RECORDS FOR THE TASK:
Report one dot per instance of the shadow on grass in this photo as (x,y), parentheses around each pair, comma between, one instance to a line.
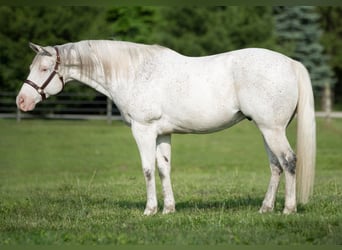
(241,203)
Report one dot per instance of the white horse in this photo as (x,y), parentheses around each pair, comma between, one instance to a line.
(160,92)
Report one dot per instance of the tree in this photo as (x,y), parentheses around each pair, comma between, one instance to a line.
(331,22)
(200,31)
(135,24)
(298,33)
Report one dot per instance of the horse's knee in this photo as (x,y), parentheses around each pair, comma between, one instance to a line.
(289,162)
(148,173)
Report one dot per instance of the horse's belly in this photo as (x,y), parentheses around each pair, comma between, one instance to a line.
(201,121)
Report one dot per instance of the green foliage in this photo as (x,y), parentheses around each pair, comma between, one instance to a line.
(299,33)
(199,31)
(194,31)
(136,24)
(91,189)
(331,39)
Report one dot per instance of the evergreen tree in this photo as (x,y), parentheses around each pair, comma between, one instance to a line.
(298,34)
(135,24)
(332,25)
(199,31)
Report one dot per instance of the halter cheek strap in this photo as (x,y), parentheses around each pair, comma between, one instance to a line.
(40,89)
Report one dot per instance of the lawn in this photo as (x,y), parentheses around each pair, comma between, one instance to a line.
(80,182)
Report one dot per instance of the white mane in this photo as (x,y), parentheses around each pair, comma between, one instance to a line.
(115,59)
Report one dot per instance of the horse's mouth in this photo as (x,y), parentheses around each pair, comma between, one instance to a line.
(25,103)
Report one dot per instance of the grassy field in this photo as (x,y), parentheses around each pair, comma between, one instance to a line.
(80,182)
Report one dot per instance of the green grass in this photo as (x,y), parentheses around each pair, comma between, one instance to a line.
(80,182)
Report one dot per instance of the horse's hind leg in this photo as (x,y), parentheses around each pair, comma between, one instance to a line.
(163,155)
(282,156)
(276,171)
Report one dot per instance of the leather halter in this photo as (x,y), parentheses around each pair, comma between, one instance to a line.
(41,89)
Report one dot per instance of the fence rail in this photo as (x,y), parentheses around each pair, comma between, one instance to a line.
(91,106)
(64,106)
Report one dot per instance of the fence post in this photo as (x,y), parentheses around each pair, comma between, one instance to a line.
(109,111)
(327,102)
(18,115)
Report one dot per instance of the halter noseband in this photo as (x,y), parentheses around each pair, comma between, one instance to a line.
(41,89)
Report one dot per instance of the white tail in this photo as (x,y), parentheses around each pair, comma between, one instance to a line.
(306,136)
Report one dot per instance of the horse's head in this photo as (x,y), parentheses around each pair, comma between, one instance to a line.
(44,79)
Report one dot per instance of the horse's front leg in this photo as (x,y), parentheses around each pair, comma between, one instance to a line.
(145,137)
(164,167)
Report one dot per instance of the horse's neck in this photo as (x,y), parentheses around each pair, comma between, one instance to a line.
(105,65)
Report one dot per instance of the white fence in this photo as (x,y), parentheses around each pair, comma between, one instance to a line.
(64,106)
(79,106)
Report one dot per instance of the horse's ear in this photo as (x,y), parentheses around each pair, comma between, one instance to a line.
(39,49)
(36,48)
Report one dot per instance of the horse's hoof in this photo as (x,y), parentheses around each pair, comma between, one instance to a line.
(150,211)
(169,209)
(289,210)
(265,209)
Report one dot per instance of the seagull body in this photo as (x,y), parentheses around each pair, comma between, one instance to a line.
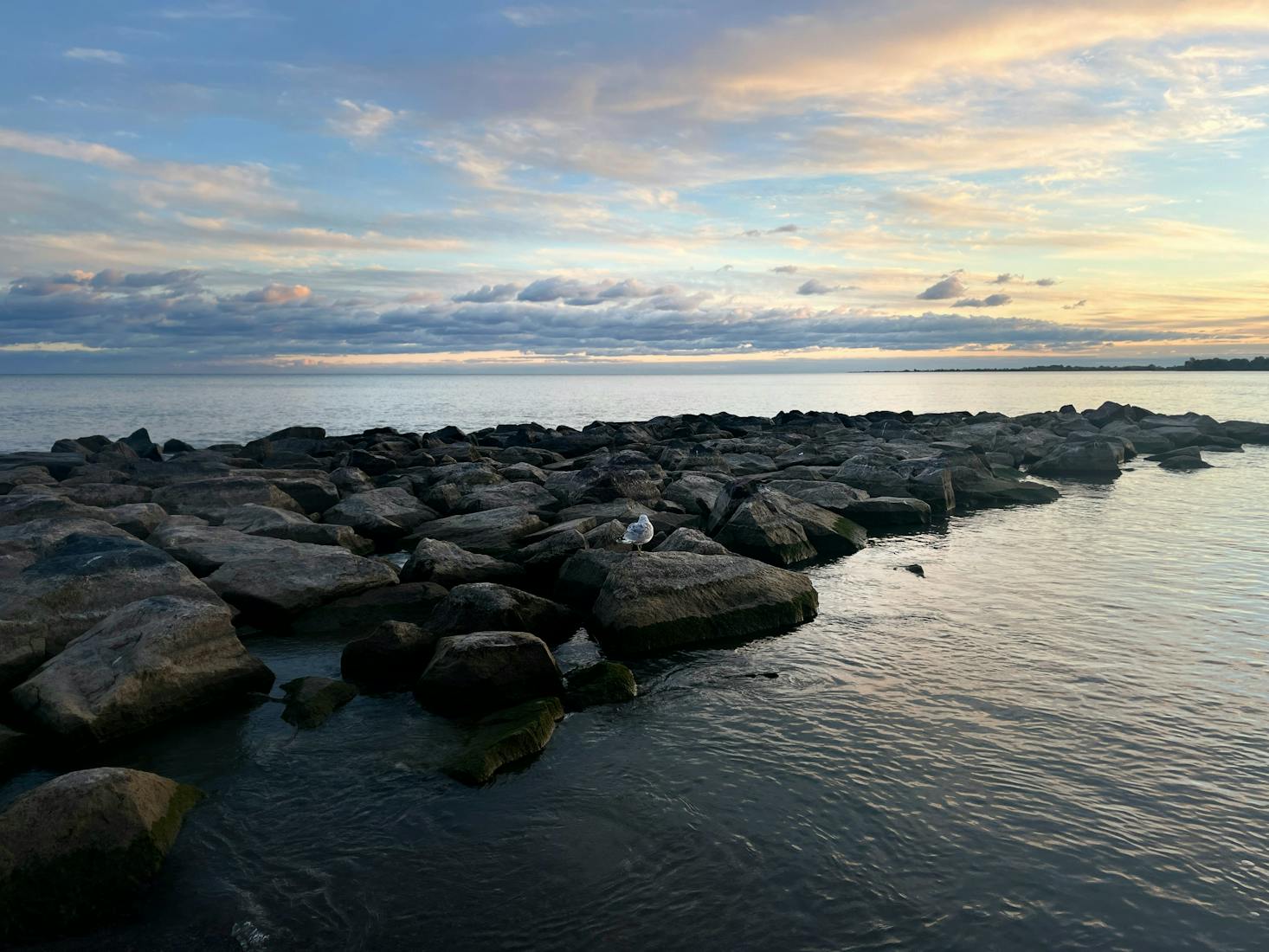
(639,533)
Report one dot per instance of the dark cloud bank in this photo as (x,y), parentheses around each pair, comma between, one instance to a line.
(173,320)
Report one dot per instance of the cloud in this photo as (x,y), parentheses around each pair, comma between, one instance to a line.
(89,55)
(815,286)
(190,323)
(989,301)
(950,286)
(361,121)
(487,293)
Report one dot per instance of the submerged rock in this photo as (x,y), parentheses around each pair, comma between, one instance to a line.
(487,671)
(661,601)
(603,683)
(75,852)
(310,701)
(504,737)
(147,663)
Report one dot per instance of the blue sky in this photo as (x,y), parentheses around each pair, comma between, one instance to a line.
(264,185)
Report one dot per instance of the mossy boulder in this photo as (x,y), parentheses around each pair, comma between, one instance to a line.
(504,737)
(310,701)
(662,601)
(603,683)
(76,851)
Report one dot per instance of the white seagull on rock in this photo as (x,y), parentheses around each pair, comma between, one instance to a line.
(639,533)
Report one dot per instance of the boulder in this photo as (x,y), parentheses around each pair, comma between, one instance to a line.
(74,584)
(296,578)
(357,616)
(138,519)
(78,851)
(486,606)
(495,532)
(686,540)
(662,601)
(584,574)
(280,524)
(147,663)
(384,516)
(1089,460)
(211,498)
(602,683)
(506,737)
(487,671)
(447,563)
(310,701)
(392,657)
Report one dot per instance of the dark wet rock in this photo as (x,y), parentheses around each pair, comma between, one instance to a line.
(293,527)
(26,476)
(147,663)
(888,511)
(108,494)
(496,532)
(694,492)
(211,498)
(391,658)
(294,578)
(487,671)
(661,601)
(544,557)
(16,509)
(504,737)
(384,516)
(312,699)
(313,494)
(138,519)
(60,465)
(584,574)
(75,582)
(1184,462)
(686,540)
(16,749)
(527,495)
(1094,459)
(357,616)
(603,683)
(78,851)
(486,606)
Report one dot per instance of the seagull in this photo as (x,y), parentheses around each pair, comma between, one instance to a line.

TASK TO COMPLETE:
Output, unchanged, the lines from the line with "Report one dot per instance of the boulder" through the final line of the material.

ANSWER TO THIS EXERCISE:
Report one dot per instance of the boulder in this photo as (x,y), parentheses around each pair, comma between, one instance to a line.
(74,584)
(296,578)
(357,616)
(138,519)
(78,851)
(486,606)
(495,532)
(686,540)
(662,601)
(584,574)
(280,524)
(147,663)
(384,516)
(1089,460)
(211,498)
(602,683)
(506,737)
(487,671)
(447,563)
(310,701)
(392,657)
Report one dot per instance of the dark wet rock in this photo as (x,y), parentheses around each pair, comma between, one instance to a line.
(293,527)
(26,476)
(147,663)
(888,511)
(108,494)
(496,532)
(694,492)
(211,498)
(391,658)
(294,578)
(487,671)
(661,601)
(544,557)
(16,509)
(504,737)
(384,516)
(312,699)
(313,494)
(138,519)
(60,465)
(584,574)
(75,582)
(1184,462)
(686,540)
(16,749)
(527,495)
(1094,459)
(357,616)
(603,683)
(78,851)
(486,606)
Report one dot per instance of the seagull in this photo as (x,y), parentheses around each pair, comma between, one instance to a line.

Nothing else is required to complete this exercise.